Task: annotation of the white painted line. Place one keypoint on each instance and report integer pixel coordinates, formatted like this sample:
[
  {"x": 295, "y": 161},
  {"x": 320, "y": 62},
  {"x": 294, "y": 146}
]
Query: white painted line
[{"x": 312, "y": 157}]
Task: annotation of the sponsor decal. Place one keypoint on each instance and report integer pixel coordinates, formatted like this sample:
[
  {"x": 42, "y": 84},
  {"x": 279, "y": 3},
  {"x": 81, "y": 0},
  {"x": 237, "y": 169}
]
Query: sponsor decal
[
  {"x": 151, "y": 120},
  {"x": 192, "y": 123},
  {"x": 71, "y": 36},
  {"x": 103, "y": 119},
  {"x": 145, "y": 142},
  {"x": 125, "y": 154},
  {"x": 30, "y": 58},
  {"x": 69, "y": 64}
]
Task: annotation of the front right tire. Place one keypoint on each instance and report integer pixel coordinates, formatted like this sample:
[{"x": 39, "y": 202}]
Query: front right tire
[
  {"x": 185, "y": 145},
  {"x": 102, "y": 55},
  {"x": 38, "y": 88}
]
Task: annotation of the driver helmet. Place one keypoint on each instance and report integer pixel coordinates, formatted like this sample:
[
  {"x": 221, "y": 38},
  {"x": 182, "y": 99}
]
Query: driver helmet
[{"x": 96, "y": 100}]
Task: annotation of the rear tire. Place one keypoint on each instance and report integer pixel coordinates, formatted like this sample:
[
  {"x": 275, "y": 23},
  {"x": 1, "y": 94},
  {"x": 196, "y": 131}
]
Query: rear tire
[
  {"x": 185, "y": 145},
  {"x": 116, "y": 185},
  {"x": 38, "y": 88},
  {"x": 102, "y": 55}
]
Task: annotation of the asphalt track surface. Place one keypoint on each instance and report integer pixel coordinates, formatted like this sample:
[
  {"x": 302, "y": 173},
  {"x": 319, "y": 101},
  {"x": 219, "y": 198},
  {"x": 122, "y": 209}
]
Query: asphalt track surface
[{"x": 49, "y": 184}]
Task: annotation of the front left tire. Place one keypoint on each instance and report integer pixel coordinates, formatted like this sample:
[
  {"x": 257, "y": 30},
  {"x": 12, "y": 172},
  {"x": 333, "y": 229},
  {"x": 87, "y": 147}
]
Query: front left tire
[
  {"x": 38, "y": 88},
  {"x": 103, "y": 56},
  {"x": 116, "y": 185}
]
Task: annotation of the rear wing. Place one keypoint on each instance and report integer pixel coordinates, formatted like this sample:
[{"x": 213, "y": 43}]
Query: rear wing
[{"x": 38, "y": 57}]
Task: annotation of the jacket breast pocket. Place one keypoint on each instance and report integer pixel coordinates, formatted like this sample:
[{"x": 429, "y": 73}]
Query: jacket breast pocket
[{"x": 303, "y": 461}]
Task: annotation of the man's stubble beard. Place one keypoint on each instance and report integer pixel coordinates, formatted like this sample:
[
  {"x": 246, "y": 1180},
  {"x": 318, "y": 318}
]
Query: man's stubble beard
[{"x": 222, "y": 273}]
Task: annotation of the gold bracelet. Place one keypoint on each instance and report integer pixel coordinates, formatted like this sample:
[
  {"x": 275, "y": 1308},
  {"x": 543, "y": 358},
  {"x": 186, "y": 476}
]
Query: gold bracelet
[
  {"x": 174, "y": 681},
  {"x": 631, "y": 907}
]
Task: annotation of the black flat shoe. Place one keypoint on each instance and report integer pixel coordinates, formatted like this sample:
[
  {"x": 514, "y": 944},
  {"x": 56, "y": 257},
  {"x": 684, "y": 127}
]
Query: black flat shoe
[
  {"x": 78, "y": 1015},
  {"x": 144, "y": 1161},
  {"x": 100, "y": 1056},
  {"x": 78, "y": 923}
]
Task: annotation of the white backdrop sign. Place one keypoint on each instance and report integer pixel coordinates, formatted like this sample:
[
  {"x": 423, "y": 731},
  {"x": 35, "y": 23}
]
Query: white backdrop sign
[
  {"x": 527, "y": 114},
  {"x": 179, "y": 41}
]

-- What you will do --
Give every line of the material again, exactly as it reads.

-- Output for this exercise --
Task: annotation of the white painted line. Place one keypoint on each instance and report integer pixel coordinates, formatted like this sample:
[
  {"x": 295, "y": 161},
  {"x": 320, "y": 62},
  {"x": 294, "y": 146}
]
Query: white painted line
[{"x": 312, "y": 157}]
Task: annotation of the sponsor decal. Place one keypoint on each instance and report integer pixel coordinates, formatted like this sample:
[
  {"x": 42, "y": 84},
  {"x": 279, "y": 3},
  {"x": 81, "y": 0},
  {"x": 237, "y": 169}
]
Query: sponsor decal
[
  {"x": 151, "y": 120},
  {"x": 192, "y": 123},
  {"x": 71, "y": 36},
  {"x": 103, "y": 119},
  {"x": 145, "y": 142},
  {"x": 125, "y": 154},
  {"x": 30, "y": 58},
  {"x": 69, "y": 64}
]
Task: annotation of the front right tire. Place one keypoint on each instance and report integer pixel coordinates, formatted like this sample:
[{"x": 39, "y": 202}]
Query: front right tire
[
  {"x": 185, "y": 145},
  {"x": 102, "y": 55},
  {"x": 38, "y": 88}
]
Task: annotation of the driver helmet. Place one keypoint on each instance and report integer pixel coordinates, formatted like this sample:
[
  {"x": 221, "y": 38},
  {"x": 182, "y": 99}
]
Query: driver helmet
[{"x": 96, "y": 100}]
Task: annotation of the rear tire. Place one keypoint on each instance and report integer pixel coordinates, formatted like this sample:
[
  {"x": 275, "y": 23},
  {"x": 1, "y": 94},
  {"x": 196, "y": 131}
]
Query: rear tire
[
  {"x": 185, "y": 145},
  {"x": 116, "y": 185},
  {"x": 38, "y": 88},
  {"x": 102, "y": 55}
]
Task: annotation of the asphalt track surface. Place one keypoint on each instance and report integer pixel coordinates, formatted like this sample:
[
  {"x": 302, "y": 173},
  {"x": 319, "y": 101},
  {"x": 219, "y": 198},
  {"x": 122, "y": 209}
]
Query: asphalt track surface
[{"x": 49, "y": 184}]
Task: annotation of the front left tire. Place one keypoint on each instance and report integer pixel coordinates, formatted like this sample:
[
  {"x": 257, "y": 30},
  {"x": 12, "y": 172},
  {"x": 333, "y": 229},
  {"x": 87, "y": 147}
]
Query: front left tire
[
  {"x": 38, "y": 88},
  {"x": 103, "y": 56},
  {"x": 116, "y": 185}
]
Task: annotation of the rear wing. Place one keypoint on each instance and report integer pixel coordinates, formatted like this sample:
[{"x": 213, "y": 43}]
Query: rear wing
[{"x": 38, "y": 57}]
Task: annotation of the jacket breast pocket. Place one keypoint on each instance and report integer pixel coordinates, formatted like this sample:
[{"x": 429, "y": 73}]
Query: jacket breast pocket
[{"x": 303, "y": 461}]
Task: annotation of the man's stubble beard. Place one keypoint on each instance and report integer pixel coordinates, formatted like this sample:
[
  {"x": 246, "y": 1180},
  {"x": 318, "y": 318}
]
Query: man's stubble beard
[{"x": 222, "y": 273}]
Task: annotation of the gold bracelet. Place one keypoint on each instance and report integer pixel coordinates, formatted like this sample:
[
  {"x": 275, "y": 1308},
  {"x": 543, "y": 358},
  {"x": 186, "y": 476}
]
Query: gold bracelet
[
  {"x": 174, "y": 681},
  {"x": 631, "y": 907}
]
Task: annotation of the black flat shoe. Place one keypoint on each instance and report integer pixel coordinates, formatted like this sample:
[
  {"x": 514, "y": 944},
  {"x": 56, "y": 257},
  {"x": 684, "y": 127}
]
Query: black flat shoe
[
  {"x": 78, "y": 1015},
  {"x": 144, "y": 1161},
  {"x": 100, "y": 1056},
  {"x": 78, "y": 923}
]
Task: annotation of the white backdrop sign. Place one keypoint on each instance and report integer pixel coordinates, formatted like this sample:
[
  {"x": 423, "y": 731},
  {"x": 35, "y": 23}
]
Query: white backdrop sign
[
  {"x": 527, "y": 114},
  {"x": 179, "y": 41}
]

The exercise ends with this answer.